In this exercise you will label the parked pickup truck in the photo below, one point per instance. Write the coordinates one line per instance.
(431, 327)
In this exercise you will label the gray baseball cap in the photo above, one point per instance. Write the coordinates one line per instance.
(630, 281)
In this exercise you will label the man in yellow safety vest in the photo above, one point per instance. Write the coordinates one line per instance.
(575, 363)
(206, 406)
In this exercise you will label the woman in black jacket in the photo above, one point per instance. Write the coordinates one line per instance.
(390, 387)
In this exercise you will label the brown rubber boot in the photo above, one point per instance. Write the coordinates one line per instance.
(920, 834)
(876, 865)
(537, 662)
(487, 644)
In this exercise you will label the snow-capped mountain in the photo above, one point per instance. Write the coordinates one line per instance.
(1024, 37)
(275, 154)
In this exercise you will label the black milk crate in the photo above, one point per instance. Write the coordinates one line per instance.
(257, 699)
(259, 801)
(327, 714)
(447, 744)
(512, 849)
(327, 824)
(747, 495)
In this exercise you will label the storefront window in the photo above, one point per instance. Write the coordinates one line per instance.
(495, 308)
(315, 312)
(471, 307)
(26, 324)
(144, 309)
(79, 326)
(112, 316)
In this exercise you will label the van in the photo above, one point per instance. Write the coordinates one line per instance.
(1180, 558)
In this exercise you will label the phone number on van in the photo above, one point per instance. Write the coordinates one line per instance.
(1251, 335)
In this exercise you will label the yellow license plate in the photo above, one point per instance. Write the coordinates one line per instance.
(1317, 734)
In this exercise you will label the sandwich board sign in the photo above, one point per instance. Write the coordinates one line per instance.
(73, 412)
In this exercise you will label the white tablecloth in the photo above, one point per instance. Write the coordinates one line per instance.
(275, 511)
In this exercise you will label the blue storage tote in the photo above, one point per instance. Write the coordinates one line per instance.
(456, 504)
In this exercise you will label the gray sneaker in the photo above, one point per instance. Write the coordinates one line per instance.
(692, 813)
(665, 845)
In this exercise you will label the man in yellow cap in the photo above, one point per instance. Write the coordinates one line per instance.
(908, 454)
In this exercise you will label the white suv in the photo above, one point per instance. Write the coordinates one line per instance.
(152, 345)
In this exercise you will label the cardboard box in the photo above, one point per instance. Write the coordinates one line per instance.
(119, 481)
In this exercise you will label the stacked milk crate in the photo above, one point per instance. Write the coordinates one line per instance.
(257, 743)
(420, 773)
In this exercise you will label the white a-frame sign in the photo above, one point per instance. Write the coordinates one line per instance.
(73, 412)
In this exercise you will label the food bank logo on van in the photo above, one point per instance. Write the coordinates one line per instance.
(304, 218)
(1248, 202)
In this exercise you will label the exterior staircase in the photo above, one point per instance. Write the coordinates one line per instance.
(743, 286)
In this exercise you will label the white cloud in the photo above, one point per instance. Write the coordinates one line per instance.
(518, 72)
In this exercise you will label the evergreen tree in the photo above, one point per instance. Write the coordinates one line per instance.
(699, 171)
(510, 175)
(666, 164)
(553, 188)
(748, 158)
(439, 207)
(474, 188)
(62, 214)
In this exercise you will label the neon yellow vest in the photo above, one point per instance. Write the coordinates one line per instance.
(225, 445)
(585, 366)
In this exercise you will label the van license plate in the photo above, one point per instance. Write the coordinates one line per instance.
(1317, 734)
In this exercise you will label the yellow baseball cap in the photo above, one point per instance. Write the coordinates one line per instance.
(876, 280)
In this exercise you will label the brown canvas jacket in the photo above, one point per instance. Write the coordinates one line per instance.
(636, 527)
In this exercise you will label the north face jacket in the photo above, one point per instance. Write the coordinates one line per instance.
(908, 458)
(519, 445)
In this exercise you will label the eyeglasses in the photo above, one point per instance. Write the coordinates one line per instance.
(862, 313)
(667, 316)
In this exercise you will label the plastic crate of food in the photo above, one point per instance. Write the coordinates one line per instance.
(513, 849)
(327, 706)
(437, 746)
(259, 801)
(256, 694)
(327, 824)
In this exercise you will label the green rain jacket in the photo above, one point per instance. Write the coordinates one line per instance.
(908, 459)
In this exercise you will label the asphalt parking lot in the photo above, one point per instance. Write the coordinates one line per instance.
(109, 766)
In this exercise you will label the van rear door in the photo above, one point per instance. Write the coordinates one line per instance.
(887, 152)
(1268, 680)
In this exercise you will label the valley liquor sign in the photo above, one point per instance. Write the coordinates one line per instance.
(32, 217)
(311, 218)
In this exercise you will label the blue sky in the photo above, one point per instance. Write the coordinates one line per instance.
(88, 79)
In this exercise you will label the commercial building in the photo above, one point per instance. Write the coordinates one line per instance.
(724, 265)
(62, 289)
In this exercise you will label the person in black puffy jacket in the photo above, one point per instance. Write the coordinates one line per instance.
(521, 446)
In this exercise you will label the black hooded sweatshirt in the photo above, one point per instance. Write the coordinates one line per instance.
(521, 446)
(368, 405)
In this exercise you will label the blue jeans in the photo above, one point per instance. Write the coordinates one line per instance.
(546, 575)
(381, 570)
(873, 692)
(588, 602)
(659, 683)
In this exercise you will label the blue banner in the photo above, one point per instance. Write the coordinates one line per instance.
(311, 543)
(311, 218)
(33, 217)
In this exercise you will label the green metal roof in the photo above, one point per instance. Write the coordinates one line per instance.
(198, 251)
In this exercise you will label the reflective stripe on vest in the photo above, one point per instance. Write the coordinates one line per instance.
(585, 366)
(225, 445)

────────────────

Goal:
Transcribe all entries exactly as they are given.

Output of the task:
In this exercise you will label the parked pickup truck in the photo below, one point per instance. Write the coordinates one line per instance.
(431, 327)
In this exercise you will label the gray baseball cap in the photo above, one point per instance. Write the coordinates one line per instance.
(630, 281)
In this exercise you will label the man in yellow safety vest in the photo above, one point per instance. Write the coordinates one line per instance.
(575, 363)
(206, 406)
In this exercise you will label the woman in black jacket in the photo above, one point per instance. Write the coordinates one line per instance.
(390, 387)
In this exercise you will label the brown rubber boot in the photo above, one point per instance. Write the coordinates one line per instance.
(920, 834)
(876, 865)
(537, 662)
(487, 644)
In this exercise you will label the snow-capped mountain in the photo above, one point per instance. Write the coordinates one line per instance.
(1024, 37)
(275, 154)
In this exercise you will label the black milk crate in the photo above, one point per instance. Write the coordinates one line per instance.
(257, 699)
(259, 801)
(327, 714)
(447, 744)
(512, 849)
(327, 824)
(747, 495)
In this exercise you will label the storefront window in the photo above, one point per instance. Write the coordinates one line per instance.
(495, 308)
(315, 312)
(471, 307)
(26, 324)
(144, 309)
(79, 326)
(112, 316)
In this exercise you will label the van in the photo above, one point per instance. Write the coordinates one line per instance.
(1180, 558)
In this exercise you will label the phone number on van in the photo above, one point per instance. Write the coordinates one line per instance.
(1251, 335)
In this exercise you will label the yellow license plate in the photo above, one point per instance. Write the coordinates one line per instance.
(1317, 734)
In this exercise you will label the sandwich board sign in the photo above, one point per instance. Write the coordinates one line per instance.
(73, 412)
In this exercise you will label the white tablecloth in the photo above, one point per instance. Write the coordinates one line per instance.
(275, 511)
In this exercise you will label the blue storage tote in the photo above, one point per instance. Write the coordinates one line per instance.
(456, 504)
In this exercise you will label the gray sneaker in the photo above, one point per instance. Write the coordinates one line per instance.
(692, 813)
(665, 845)
In this exercise you will label the man in yellow cap in the photo above, one point per instance. Write the coordinates one line per instance.
(908, 454)
In this exercise you will label the white suv in the photo above, one point per instance. Write the coordinates one line per instance.
(152, 345)
In this exercise you will label the cardboard box in the photo above, one point per instance. Write the coordinates one line per instance.
(119, 481)
In this exercise you will label the stacked milk crate in the photo above, one point per instance. Write the coordinates one line per instance.
(257, 743)
(420, 773)
In this exercise you will label the white a-frame sign in the photo above, one point per instance. Write the coordinates one line per instance.
(73, 412)
In this exercise you will label the food bank logo on van in the photo above, one point per instance. Write the coordinates one line per instance.
(304, 218)
(1248, 202)
In this exercise you will label the exterior staircase in the photo above, one point per instance. Write the coordinates one line per instance.
(743, 286)
In this exercise you will label the white cloud in the photo above, one point per instance. Write the coordinates one line per instance.
(518, 72)
In this exercise you will label the evergreen tree in the photo above, one point per instance. Write the coordinates one line per instance.
(699, 171)
(510, 175)
(666, 164)
(553, 188)
(748, 158)
(439, 207)
(474, 188)
(62, 214)
In this exercise you will label the neon yellow vest in the photo above, one point per instance. Write the coordinates one line per instance.
(225, 445)
(585, 366)
In this exercise you will label the van license plate in the photo above, one point per instance. Write the coordinates one line per instance.
(1317, 734)
In this exercise you will label the yellow baseball cap in the photo above, one point per instance. Write the coordinates one line per instance.
(876, 280)
In this exercise you will label the brown canvas jacket in the photo above, one point per instance. Write the coordinates one line per instance.
(636, 527)
In this exercise you will label the north face jacket in the photo above, one point per instance. Write the coordinates one line per instance.
(908, 458)
(519, 445)
In this exercise you will label the eyeglasses in the photo above, one point per instance. Write the coordinates one line per instance.
(862, 313)
(667, 316)
In this exercise you will label the plastic crate of food in the photo above, one point per instance. Write the coordinates one line per instance.
(513, 849)
(327, 706)
(437, 746)
(259, 801)
(256, 694)
(327, 824)
In this exercise you will label the green rain jacket in the photo above, one point per instance. Write the coordinates one line per instance.
(908, 459)
In this exercise you will label the asphalt parking lot in the photo above, one point per instance. Write the coordinates one line per instance.
(109, 766)
In this exercise you will label the van rear door in the photo above, one point per instance. Write the coordinates one line per instance.
(887, 152)
(1268, 680)
In this exercise you will label the valley liquor sign in the photo above, one point per instance. Write the coordinates one line per instance.
(32, 217)
(311, 218)
In this exercise you will label the blue sky in the photo above, one point per instance. Write the coordinates one line per instance.
(88, 79)
In this exercise you will label the commercial building in the photo above, one point per instance. Write the coordinates one line per instance.
(724, 265)
(62, 289)
In this exercise you will label the person in black puffy jacket in the photo above, one point per instance. Write the coordinates one line per instance.
(521, 446)
In this exercise you will label the black hooded sweatshirt in the photo above, one point per instance. Write the coordinates one line per instance.
(521, 446)
(368, 405)
In this exercise you will label the blue jeans in the photo above, one point per instance. Write the coordinates one line per instance.
(546, 575)
(381, 570)
(873, 692)
(588, 602)
(659, 683)
In this exercise you will label the blue banner in the photo above, one point per instance. Write the coordinates one line per instance.
(311, 543)
(311, 218)
(33, 217)
In this exercise you will label the green metal roof in the photo above, one point per instance. Write the coordinates one line per instance.
(198, 251)
In this exercise you will label the reflective stripe on vest in the photo above, one point per instance. Write the coordinates one line per instance.
(585, 366)
(225, 445)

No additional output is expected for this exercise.